**What is expected:**
Please rewrite the listing below as a JSON list of strings, one string per line, with blank lines skipped and the picture left out.

**Given data:**

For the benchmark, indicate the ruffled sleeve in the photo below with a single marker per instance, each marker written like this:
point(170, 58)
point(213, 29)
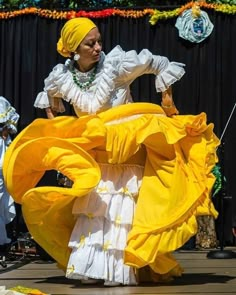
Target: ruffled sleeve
point(51, 95)
point(134, 65)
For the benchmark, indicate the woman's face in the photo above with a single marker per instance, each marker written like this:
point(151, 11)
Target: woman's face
point(90, 48)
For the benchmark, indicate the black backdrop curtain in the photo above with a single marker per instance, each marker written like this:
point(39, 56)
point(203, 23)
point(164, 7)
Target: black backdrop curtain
point(28, 53)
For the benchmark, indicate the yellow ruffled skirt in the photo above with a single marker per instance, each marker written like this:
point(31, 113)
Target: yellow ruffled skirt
point(180, 153)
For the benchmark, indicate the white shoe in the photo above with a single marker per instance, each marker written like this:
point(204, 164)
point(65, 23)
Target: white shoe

**Task result:**
[
  "For the benchmark, indicate the ruffled sleeve in the photo below with a single marker per instance, each marker written like this:",
  "point(170, 58)",
  "point(213, 29)",
  "Target: ruffled sleeve",
  "point(51, 95)",
  "point(134, 65)",
  "For the benchmark, indicate the woman's face in the photo above with a single marker per instance, each marker written like this:",
  "point(151, 11)",
  "Target: woman's face",
  "point(90, 48)",
  "For the benchmark, indicate the black backdrop curtain in the photo above with a single marker per instance, each marker written like this:",
  "point(39, 56)",
  "point(203, 23)",
  "point(164, 7)",
  "Target: black backdrop curtain",
  "point(28, 53)",
  "For the benchmark, indicate the yellow ruffled skirt in the photo above with a single marker per instance, each marker written like this:",
  "point(31, 113)",
  "Target: yellow ruffled skirt",
  "point(180, 153)",
  "For the benchmark, indicate the white shoe in the photo above with a single marker per instance, each marker written like this:",
  "point(204, 164)",
  "point(65, 23)",
  "Target: white shoe"
]